Set exercise 1. Translate this sentence from the text on Louis Kahn into Spanish: "The Pyramid always fascinated Kahn for its primordial power, strong geometry, and enormous presence in the arid landscape with a sense of eternity."
Set exercise 2. According to the text on Louis Kahn, where was Kahn a resident scholar when he received the commission for the Yale University Art Gallery?

Text excerpt.
## Begin

What Einstein's E=mc2 is for physicists, Louis I Kahn's "Silence and Light" is for architects. Kahn's lecture on "Silence and Light" in 1969, five years before his death, was the recapitulation of his collective thoughts based on metaphysical reasoning that he considered a key to his point of view, applicable to all works of art, including architecture.
Louis I Kahn transformed as an architect when he built his first major design, the Yale University Art Gallery (1951-53) in New Haven, Connecticut. He received the commission while he was a resident scholar at the American Academy in Rome (1950-51). During that period, after visiting the ruins of ancient buildings in Italy, Greece and Egypt, he changed his approach to design and adopted a design principle based on the basics. Until that time, Kahn's mind was oscillating between two different streams of architectural thoughts. One was what he had learned at the University of Pennsylvania (1920-24), where the Ecole des Beaux Arts teaching method was based on French Neo-Classicism, incorporating elements from the Gothic and the Renaissance. The other stream was "Modernism" that pursued "order" and "universal" and based architecture on the abstract principles of design and rejected tradition and ornamentation. Creating new forms of expression and a unique aesthetic, Modernism emphasised function, simplicity and rationality. Alberti (1404-72) defined two conditions for architects: architect as a thinking man (homo cogitans) and architect as a craftsman (homo faber). Kahn was attracted to both conditions.
After graduation in 1924, Kahn gradually embraced Modernism because it contained the substance of liberalism and humanism. Although Kahn was experimenting with various aspects of Modernism, he was never content. Kahn realised why Cezanne, who participated in the Impressionists' exhibition, soon withdrew himself from there -- he was not convinced by the Impressionists' way of depicting a fleeting moment by focusing on changing light. Cezanne felt that the Impressionists were unable to capture the order and permanence of nature itself and, instead, became more interested in the permanent architectural qualities of the landscape. Like Cezanne, Kahn was also troubled by the visual lightness and floating character of the modernist architecture and instead was craving for an architecture that could bring back the sense of stability, permanence, and timelessness without losing the modernist abstract principles. With the design of the Yale Art Gallery, Kahn was able to establish an "alternate modernism" and that was the beginning of his transformation.
With the Yale Art Gallery, Kahn's works testify to a conviction in three entities: The Pantheon, the Pyramid and the Holocaust. For Kahn, the Pantheon was a place for contemplation, a place to transcend life. He realised in the Pantheon how the basic principles of architecture remained in the service of the ethical, moral and aesthetic spirit of human existence and how it transmitted the sense of wonder. With its oculus and the giant dome, the Pantheon epitomised a search for the divine that Kahn believed had always been and would always be. The Pyramid always fascinated Kahn for its primordial power, strong geometry, and enormous presence in the arid landscape with a sense of eternity. Human dignity was also of utmost concern to Kahn; he consistently aspired to enable his architecture in the reconstruction of the human dignity that was reduced to nothing during the Holocaust.

## End

Supplied material.
## Begin

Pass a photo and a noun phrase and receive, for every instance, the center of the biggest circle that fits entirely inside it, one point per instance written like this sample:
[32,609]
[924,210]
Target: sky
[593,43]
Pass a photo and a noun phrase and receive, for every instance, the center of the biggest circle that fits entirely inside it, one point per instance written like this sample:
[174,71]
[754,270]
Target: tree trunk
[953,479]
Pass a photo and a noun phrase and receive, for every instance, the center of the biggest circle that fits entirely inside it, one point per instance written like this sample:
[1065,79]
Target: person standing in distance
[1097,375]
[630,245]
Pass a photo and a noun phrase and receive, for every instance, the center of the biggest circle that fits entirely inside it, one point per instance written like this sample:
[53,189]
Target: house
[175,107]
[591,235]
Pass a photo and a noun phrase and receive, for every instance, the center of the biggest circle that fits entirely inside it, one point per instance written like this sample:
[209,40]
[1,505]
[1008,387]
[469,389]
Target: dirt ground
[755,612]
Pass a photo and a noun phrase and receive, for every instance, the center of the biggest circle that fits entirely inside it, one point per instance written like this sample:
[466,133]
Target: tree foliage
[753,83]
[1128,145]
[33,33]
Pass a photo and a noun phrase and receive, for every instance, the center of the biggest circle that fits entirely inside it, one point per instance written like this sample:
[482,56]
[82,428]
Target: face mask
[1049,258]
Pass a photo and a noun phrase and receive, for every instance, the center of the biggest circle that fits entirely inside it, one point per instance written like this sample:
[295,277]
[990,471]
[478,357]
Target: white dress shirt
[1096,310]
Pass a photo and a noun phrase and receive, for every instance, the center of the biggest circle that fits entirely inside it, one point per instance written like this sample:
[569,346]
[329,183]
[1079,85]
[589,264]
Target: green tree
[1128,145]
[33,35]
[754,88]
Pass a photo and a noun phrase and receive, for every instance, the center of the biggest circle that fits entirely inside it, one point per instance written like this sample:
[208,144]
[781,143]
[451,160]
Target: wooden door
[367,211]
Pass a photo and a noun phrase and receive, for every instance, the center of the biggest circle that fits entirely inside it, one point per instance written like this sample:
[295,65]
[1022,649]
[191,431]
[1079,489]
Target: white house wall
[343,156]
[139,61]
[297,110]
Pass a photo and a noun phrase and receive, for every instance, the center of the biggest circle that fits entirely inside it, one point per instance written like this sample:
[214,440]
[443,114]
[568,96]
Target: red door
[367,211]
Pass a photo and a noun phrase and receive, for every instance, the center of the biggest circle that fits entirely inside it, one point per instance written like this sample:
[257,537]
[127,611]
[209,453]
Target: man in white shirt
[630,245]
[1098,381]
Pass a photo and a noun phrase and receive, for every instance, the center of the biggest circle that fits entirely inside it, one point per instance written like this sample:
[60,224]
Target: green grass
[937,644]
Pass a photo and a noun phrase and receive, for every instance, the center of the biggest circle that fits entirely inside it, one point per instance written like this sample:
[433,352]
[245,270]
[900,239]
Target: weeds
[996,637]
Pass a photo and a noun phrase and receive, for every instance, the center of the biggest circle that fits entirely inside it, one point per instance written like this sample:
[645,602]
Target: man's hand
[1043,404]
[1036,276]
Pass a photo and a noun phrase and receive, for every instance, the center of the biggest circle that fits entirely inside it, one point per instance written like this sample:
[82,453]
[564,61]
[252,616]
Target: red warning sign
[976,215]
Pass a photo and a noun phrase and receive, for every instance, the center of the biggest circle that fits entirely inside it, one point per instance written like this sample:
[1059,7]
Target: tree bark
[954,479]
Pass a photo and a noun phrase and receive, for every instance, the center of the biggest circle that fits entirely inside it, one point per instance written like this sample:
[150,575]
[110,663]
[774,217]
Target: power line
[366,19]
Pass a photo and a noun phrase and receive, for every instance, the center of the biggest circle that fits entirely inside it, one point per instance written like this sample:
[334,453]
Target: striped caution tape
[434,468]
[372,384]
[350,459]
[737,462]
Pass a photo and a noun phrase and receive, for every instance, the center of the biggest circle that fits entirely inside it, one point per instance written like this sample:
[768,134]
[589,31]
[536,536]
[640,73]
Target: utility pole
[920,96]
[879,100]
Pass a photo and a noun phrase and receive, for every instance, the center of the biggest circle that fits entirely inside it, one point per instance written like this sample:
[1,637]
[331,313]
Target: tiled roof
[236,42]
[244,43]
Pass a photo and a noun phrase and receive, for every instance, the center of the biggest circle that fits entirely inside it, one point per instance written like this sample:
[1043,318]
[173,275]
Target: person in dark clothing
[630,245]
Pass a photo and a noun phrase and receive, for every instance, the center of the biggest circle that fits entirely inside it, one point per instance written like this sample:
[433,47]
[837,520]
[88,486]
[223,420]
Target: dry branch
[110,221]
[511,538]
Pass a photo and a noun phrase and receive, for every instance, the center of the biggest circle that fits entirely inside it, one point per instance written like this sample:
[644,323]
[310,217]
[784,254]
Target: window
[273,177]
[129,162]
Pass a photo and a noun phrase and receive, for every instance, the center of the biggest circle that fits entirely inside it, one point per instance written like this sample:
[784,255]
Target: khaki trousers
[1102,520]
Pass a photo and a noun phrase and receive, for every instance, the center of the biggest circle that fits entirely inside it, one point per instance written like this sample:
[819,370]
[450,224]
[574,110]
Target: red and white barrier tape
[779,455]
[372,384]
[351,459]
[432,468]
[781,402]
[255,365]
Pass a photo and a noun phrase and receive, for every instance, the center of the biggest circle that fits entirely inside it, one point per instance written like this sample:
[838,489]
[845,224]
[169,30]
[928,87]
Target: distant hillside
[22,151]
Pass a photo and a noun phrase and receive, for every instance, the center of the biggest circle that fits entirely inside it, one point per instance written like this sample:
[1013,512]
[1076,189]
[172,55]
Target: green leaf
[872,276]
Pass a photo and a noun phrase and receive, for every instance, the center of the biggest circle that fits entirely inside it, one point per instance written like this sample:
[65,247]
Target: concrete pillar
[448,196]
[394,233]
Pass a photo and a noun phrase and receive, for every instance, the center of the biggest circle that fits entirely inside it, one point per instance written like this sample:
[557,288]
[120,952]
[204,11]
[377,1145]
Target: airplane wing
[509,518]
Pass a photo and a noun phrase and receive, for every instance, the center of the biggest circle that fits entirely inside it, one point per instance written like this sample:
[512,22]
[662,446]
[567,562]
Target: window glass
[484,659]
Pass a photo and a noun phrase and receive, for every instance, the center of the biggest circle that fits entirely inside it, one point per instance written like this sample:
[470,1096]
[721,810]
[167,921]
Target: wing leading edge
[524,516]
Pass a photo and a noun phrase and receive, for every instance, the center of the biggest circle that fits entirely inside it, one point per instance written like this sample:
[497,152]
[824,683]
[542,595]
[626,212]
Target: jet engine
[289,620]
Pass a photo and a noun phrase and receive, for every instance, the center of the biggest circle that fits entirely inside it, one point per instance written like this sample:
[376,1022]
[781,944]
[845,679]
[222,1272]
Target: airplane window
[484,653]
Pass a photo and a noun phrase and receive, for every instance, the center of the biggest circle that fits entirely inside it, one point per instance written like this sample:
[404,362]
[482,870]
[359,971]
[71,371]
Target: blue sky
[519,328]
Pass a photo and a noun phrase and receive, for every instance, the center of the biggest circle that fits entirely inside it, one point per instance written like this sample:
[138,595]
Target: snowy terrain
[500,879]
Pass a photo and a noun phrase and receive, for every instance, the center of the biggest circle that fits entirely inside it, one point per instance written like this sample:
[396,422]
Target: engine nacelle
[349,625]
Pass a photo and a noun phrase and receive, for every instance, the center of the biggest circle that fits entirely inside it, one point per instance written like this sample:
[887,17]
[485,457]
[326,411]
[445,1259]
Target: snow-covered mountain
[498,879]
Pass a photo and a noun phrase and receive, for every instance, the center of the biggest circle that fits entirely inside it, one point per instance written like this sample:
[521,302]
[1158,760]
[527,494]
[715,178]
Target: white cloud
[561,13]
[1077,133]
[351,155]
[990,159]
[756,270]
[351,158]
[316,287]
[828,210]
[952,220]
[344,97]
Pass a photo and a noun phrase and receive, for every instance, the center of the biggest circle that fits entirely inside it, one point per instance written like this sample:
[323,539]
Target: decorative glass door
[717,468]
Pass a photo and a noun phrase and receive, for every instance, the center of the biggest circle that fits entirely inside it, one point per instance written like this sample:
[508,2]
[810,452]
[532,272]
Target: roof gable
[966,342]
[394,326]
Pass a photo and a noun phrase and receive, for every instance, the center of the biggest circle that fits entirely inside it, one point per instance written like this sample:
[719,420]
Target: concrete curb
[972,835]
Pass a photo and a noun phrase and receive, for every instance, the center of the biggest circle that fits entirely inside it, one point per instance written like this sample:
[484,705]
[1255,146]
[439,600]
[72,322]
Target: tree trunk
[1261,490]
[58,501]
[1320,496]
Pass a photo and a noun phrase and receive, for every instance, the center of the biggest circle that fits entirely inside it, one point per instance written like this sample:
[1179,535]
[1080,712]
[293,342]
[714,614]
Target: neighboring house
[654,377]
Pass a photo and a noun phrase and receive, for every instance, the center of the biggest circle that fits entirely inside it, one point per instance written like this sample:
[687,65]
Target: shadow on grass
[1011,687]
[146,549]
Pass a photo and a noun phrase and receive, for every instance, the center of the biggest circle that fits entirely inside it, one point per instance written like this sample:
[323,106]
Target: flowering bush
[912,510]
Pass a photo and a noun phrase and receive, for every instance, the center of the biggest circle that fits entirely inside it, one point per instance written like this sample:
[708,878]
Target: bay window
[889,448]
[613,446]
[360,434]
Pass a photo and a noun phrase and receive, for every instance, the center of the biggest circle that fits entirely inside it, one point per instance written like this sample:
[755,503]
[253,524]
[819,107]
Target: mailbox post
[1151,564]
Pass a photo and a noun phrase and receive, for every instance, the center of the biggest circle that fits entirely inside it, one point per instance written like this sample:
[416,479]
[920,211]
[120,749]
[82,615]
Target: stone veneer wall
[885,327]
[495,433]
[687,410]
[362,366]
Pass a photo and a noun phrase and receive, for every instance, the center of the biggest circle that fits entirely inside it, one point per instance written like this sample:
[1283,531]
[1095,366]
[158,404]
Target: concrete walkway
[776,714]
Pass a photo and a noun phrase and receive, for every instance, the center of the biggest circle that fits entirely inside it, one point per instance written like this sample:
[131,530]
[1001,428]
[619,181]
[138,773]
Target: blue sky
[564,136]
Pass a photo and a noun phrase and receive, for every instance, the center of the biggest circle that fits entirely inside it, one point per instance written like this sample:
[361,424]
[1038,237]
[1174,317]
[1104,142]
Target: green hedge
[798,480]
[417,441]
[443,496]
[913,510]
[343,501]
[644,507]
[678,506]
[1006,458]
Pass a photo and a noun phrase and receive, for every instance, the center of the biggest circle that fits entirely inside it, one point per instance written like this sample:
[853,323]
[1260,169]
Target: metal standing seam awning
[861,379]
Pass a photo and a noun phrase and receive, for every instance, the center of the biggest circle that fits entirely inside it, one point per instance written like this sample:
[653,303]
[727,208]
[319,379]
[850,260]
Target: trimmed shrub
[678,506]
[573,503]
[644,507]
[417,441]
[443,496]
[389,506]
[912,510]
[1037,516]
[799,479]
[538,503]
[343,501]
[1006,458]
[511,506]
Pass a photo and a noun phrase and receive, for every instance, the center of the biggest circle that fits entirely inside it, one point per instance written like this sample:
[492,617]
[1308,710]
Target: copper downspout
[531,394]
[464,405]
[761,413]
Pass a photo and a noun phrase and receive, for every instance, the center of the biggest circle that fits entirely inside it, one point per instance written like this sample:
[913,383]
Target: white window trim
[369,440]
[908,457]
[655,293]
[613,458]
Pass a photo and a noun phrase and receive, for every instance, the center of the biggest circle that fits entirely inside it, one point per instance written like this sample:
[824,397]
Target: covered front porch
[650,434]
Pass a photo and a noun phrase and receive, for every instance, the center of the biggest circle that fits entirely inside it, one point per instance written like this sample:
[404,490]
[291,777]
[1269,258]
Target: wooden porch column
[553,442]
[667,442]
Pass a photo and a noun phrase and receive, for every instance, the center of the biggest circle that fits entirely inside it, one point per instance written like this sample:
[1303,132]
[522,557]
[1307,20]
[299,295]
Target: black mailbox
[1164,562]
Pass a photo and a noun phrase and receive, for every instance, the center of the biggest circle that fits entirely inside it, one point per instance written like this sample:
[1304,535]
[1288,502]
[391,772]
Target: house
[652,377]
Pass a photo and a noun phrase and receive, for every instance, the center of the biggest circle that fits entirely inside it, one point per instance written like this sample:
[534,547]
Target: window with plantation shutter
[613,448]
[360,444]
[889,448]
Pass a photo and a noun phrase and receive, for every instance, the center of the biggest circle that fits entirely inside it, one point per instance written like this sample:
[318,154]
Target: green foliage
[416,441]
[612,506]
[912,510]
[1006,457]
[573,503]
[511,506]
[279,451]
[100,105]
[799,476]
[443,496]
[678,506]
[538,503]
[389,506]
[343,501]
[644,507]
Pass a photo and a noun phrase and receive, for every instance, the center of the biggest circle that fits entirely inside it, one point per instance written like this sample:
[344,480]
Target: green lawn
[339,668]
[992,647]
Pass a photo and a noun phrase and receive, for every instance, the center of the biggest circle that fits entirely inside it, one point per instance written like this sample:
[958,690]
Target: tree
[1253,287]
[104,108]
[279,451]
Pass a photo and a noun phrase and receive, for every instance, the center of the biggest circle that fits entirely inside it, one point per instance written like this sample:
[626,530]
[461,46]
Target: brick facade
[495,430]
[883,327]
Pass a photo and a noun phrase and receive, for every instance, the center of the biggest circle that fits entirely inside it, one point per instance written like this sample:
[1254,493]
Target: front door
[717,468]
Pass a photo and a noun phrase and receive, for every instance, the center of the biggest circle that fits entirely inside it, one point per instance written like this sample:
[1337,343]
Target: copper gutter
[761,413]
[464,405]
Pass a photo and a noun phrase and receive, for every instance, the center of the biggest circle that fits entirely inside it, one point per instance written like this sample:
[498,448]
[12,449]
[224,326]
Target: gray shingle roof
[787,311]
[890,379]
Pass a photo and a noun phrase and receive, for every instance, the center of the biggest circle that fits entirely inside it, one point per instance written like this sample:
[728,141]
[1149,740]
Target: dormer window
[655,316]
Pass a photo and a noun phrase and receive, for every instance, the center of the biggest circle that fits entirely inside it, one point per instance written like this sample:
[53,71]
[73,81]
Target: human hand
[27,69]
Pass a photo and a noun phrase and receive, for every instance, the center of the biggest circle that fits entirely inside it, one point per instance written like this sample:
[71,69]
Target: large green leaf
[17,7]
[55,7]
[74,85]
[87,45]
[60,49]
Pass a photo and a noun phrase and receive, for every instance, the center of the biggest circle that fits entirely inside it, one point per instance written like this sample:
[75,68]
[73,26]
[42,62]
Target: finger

## End

Finished answer 1. La Pirámide siempre fascinó a Kahn por su poder primordial, su sólida geometría y su enorme presencia en el paisaje árido, con una sensación de eternidad.

Finished answer 2. At the American Academy in Rome.